INFORMATION PROVIDED:

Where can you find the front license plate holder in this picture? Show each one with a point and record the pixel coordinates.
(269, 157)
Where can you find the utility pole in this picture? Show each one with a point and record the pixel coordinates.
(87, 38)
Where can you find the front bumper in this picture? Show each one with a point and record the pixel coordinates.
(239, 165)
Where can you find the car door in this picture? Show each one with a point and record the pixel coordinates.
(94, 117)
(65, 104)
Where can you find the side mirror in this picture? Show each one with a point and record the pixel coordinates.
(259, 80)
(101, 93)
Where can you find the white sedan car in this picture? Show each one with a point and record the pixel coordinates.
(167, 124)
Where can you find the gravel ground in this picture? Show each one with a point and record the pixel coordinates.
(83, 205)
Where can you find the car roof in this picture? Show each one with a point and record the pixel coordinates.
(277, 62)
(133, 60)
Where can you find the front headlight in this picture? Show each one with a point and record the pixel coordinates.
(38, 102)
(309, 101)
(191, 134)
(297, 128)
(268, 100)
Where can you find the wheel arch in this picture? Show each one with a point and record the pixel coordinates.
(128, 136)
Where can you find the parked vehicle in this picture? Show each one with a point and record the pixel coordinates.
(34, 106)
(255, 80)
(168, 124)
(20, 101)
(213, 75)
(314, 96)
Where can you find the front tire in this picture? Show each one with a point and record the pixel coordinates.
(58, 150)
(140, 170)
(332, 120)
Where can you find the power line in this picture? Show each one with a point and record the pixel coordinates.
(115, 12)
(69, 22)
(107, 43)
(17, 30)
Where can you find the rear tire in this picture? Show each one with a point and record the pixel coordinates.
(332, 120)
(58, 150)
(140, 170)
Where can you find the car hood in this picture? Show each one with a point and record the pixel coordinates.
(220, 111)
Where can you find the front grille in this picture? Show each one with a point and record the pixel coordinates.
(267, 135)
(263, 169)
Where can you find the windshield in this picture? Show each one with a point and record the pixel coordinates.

TASK GOAL:
Send back the complete listing, identical to the original in every line.

PROBLEM SOLUTION:
Where can you find the front license plate holder in this picture? Show each one with a point and record the pixel coordinates.
(269, 157)
Where can you find the utility pole in this picture? Show each one with a point and record the pixel coordinates.
(87, 38)
Where can you find the front bumper in this picture? Show each one with a point and record the pixel coordinates.
(239, 165)
Where can you find the car door in this picture? Show each one with a point and record the pixel coordinates.
(94, 117)
(65, 104)
Where can you find the side mirror in this picture? Show each one with a point and record the pixel coordinates.
(259, 80)
(101, 93)
Where can you find the white sedan car in this picture? Show each one with a point and record the pixel coordinates.
(167, 124)
Where can you find the gravel ground in this picture? Show each one with a point and record the pixel coordinates.
(83, 205)
Where can you find the car roof in this picture? Show each one with a point and record the pixel coordinates.
(277, 62)
(133, 60)
Where can you find the front headlight in this picture? Show each one with a point and record the pixel coordinates.
(38, 102)
(309, 101)
(191, 134)
(297, 128)
(268, 100)
Where can you find the wheel arch in this picture? Show each one with a point and record the pixel coordinates.
(128, 136)
Where can you find the parked vehicle in this picture? Show each one with a point and record the pixel coordinates.
(34, 106)
(255, 80)
(168, 124)
(20, 101)
(213, 75)
(314, 96)
Where can you find the front tire in this picture? Show each one with a point and record the pixel coordinates.
(58, 150)
(140, 170)
(332, 120)
Where can you find the power line in this picture? Show each one with a point and record the pixel coordinates.
(115, 12)
(69, 22)
(107, 43)
(17, 30)
Where can you find the rear tire in this picture? Show each one with a point and record the pixel coordinates.
(332, 120)
(58, 150)
(140, 170)
Where can you find the car hood in this picture? Show each one with a point and record the pixel coordinates.
(220, 111)
Where can you find the front grille in this picture? Show each one with a point and record the pixel coordinates.
(267, 135)
(263, 169)
Where can you find the windshield in this picture? Show each one with a point and record the pixel coordinates.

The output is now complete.